S. aureus culture supernatant treatment of epithelial cells

Bacteria were grown for 24h in TSB supplemented with the appropriate antibiotics, if necessary. Cultures were adjusted to an OD₆₀₀ = 4, in a final volume of 1 mL, centrifuged at 20,000 x g and supernatants were filtered through 0.22 µm-membrane filters. 2 x 10⁵ seeded HeLa cells were treated with 10% (v/v) supernatants (in Infection Medium) and incubated for 4h at 37°C and 5% CO₂. Cytotoxicity was measured by quantifying LDH released into the supernatant. 10% sterile TSB medium was used as negative control.

Iron quantification in bacterial pellets

A colorimetric Iron Assay kit (Sigma Aldrich Cat. No. MAK025) was used to measure bacteria-associated iron. Overnight S. aureus JE2 cultures in RPMI1640 were transferred to RPMI1640 supplemented with 20 µM FeSO₄ (FeSO₄ heptahydrate dissolved in technical grade H₂SO₄), at OD₆₀₀ = 0.1 and grown for 24h at 37°C, under shaking at 200 rpm. OD₆₀₀ = 0.5 equivalents of bacterial cultures were pelleted by centrifugation and lysed for 30 min at 37°C in 110 µL Lysis Buffer (200 µg/mL lysostaphin, 1.2% Triton-X100, in water). Lysed samples were mixed with 110 µL Assay Buffer (kit) and incubated for 10 min at 80°C. Samples were subsequently centrifuged (13,000 x g, 10 min, 4°C) and 100 µL supernatant was used to measure total iron (Fe²⁺ and Fe³⁺), according to manufacturer’s instructions.

Cerulean induction in bacterial cultures

Induction of the Cerulean fluorescent protein in S. aureus JE2 during growth in TSB medium was measured by monitoring fluorescence and OD₆₀₀, in a TECAN MPlex plate reader, in black 96 well plates (Thermo Fisher Scientific, Cat. No. 165305). Overnight bacterial cultures were diluted to OD₆₀₀ = 0.1 in fresh TSB, supplemented with 300, 150 ng/mL aTc or vehicle control (ethanol). Absorbance at 600 nm and fluorescence (Ex/Em_{433/504 nm}) were measured every 18 min for 16h. Results are expressed as arbitrary fluorescence units (Cerulean/OD₆₀₀ ratio).

Random unrestricted growth (URG)

Bacterial unrestricted growth (URG) observed in infected macrophages, was analysed as follows: Primary human macrophages were seeded in 96-well plates at a density of 1.5 x 10⁴ cells/well and infected with S. aureus WT or its isogenic brnQ1 mutant as described. Macrophages originating from a single donor were employed for each experiment to exclude donor effects on experimental outcome. Plates were observed daily and the number of wells, as well as the time point when URG occurred were recorded and plotted in a Kaplan-Meier survival plot, where each well represented a test subject. Wild-type S. aureus-infected macrophages and uninfected macrophages were used as positive (URG at 24h) and negative controls (no URG), respectively.

Assessment of secreted protein profiles of different S. aureus strains

Single bacterial colonies were grown in TSB overnight. Cultures were diluted to 0.1, drop plated on SCMA plates and incubated at 37°C for 18-20h. Precipitation zones were measured with a standard metric ruler.

= = = =

• **Work request 1**
List every section heading in the methods passage, in the order they appear.
• **Work request 2**
According to the methods passage, how often were absorbance and fluorescence measured during Cerulean induction, and for how long?
• **Work request 3**
Decide whether each statement agrees with the methods passage, and quote the words that settle it.
(a) HeLa cells treated with culture supernatants were incubated for 4h at 37°C.
(b) Macrophages from several donors were combined in each URG experiment.
(c) Precipitation zones on SCMA plates were measured with calipers.

= = = =

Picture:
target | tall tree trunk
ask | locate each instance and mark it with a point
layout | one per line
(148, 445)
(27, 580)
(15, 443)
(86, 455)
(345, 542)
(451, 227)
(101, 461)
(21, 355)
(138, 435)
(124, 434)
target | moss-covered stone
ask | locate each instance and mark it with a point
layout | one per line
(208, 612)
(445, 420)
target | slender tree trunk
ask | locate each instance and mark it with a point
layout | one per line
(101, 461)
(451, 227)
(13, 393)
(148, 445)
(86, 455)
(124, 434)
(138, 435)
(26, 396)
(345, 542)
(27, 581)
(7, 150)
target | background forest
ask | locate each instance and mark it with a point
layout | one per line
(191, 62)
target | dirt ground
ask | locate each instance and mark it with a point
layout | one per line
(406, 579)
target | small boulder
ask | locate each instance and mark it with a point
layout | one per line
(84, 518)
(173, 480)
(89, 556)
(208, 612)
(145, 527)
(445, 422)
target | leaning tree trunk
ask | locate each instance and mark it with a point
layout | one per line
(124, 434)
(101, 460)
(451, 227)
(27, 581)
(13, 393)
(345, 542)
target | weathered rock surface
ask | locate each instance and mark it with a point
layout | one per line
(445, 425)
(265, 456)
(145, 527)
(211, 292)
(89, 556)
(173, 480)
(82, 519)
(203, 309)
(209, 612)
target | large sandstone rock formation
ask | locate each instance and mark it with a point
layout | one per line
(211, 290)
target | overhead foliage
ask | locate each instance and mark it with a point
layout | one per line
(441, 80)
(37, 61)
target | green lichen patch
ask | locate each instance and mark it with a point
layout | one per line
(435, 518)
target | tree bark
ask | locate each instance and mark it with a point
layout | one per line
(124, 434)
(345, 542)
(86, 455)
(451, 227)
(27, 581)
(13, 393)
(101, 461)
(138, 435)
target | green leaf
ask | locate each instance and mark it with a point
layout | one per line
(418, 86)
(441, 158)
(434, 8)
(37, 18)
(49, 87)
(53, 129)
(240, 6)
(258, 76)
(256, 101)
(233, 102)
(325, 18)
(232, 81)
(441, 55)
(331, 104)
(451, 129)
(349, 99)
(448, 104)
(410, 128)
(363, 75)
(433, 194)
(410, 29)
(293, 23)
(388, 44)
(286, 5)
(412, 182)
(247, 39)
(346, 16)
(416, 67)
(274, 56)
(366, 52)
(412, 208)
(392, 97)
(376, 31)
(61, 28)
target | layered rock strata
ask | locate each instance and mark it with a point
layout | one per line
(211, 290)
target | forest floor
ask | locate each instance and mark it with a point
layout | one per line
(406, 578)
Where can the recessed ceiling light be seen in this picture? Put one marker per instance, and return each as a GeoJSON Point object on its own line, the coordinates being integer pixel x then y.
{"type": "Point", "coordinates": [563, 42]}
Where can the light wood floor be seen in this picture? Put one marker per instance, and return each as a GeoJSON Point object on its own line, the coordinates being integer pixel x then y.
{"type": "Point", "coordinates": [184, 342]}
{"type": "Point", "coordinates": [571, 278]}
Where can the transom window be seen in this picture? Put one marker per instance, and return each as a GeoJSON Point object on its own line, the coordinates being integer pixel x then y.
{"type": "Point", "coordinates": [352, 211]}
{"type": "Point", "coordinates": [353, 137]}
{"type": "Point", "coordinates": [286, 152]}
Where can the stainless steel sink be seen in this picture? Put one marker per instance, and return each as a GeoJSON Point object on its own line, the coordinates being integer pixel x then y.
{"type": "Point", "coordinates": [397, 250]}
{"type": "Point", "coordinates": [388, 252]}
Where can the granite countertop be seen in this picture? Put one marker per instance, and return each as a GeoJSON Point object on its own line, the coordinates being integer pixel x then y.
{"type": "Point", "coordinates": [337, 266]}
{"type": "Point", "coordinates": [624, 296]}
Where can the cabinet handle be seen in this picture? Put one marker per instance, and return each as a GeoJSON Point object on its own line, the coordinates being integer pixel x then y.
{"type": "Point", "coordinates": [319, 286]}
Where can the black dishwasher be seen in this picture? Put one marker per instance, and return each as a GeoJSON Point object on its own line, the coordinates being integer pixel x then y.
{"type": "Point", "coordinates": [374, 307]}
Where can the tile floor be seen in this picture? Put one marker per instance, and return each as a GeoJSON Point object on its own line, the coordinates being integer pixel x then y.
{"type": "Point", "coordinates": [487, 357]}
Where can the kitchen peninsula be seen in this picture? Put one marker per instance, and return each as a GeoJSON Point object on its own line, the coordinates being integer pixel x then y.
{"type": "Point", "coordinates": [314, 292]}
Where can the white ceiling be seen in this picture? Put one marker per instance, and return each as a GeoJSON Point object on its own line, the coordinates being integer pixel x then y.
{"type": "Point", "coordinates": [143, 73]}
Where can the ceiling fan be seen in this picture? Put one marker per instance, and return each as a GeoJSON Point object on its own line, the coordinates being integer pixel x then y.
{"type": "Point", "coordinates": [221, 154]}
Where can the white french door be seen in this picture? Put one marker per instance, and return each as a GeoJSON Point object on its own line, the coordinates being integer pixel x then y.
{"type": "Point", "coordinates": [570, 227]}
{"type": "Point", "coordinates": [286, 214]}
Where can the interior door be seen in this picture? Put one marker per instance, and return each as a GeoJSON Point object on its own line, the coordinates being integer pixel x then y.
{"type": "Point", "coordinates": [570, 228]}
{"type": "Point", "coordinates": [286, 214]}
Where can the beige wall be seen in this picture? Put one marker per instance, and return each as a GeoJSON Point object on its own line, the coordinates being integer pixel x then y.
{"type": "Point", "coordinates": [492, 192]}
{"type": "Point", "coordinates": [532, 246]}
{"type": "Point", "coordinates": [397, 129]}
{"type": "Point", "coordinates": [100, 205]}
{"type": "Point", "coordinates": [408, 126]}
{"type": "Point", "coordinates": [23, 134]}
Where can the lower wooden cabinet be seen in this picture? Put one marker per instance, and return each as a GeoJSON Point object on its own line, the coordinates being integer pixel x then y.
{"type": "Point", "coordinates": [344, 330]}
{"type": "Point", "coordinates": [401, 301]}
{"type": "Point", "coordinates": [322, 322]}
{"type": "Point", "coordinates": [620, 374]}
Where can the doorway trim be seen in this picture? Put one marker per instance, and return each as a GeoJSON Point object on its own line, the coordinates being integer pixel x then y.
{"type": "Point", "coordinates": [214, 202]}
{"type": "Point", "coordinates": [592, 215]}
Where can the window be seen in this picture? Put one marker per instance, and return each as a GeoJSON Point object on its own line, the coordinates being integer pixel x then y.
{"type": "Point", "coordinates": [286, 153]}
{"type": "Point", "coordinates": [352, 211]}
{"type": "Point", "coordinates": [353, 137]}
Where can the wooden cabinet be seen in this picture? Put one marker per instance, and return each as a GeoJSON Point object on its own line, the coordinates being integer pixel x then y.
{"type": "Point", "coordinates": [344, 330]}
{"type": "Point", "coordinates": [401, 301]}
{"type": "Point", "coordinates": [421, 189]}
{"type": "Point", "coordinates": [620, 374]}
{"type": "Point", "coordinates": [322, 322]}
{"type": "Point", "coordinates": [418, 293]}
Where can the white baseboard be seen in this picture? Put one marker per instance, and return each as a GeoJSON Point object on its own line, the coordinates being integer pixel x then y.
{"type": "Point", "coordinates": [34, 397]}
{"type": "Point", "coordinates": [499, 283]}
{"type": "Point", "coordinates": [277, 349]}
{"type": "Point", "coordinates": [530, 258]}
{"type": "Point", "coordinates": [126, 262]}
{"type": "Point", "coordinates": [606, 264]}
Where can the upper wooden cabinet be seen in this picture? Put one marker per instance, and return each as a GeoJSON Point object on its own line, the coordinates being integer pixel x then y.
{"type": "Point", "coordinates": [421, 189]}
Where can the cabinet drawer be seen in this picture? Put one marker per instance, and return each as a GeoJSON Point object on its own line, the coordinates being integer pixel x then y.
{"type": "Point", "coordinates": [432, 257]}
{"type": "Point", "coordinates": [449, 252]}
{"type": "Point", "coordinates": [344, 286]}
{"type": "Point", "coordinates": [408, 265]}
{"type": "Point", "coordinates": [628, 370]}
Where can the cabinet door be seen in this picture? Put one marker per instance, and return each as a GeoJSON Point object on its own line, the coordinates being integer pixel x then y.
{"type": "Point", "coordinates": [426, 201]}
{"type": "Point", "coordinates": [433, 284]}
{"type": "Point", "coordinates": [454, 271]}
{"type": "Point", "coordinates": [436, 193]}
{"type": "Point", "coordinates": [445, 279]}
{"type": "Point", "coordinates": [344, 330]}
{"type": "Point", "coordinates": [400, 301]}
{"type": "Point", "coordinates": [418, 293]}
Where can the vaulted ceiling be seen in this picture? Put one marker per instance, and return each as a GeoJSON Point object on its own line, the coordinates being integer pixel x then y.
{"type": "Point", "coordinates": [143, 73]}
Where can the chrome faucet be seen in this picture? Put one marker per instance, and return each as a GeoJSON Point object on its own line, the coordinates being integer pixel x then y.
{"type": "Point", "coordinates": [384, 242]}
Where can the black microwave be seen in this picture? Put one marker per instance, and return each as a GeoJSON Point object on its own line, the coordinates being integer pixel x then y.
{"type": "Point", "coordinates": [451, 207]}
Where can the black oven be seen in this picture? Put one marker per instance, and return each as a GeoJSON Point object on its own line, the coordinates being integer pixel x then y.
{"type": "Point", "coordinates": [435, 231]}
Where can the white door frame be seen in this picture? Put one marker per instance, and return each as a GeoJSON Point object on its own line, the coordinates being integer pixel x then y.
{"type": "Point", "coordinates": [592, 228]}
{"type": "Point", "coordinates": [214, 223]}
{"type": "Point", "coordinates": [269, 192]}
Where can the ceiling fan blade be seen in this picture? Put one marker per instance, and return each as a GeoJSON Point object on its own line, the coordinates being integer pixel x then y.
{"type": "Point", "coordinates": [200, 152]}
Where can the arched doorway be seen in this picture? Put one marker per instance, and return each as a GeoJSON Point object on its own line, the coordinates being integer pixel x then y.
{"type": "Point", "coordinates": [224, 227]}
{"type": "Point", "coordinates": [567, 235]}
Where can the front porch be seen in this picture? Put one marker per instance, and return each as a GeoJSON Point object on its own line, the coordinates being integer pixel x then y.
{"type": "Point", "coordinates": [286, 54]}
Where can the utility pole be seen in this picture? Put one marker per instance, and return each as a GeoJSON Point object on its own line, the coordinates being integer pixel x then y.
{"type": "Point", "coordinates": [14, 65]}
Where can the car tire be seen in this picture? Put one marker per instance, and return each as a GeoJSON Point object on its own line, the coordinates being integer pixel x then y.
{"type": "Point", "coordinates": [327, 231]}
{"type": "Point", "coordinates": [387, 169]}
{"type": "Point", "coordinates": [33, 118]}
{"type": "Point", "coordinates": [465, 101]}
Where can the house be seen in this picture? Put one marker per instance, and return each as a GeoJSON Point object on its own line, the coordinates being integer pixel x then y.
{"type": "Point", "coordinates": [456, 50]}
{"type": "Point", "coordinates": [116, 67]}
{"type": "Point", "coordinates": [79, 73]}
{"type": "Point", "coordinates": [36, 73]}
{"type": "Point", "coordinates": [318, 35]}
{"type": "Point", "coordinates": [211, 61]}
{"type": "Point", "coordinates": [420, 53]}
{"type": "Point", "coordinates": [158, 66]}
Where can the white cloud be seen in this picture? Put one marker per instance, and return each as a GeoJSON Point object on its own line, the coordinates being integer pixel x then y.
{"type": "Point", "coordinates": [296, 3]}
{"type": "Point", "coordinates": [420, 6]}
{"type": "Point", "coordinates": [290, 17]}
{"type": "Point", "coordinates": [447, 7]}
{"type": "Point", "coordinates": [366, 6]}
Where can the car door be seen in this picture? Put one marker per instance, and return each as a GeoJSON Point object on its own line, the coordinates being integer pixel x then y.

= = = =

• **Result 1**
S. aureus culture supernatant treatment of epithelial cells
Iron quantification in bacterial pellets
Cerulean induction in bacterial cultures
Random unrestricted growth (URG)
Assessment of secreted protein profiles of different S. aureus strains

• **Result 2**
Every 18 min for 16h.

• **Result 3**
(a) Yes: "incubated for 4h at 37°C and 5% CO₂"
(b) No: "Macrophages originating from a single donor were employed for each experiment"
(c) No: "Precipitation zones were measured with a standard metric ruler."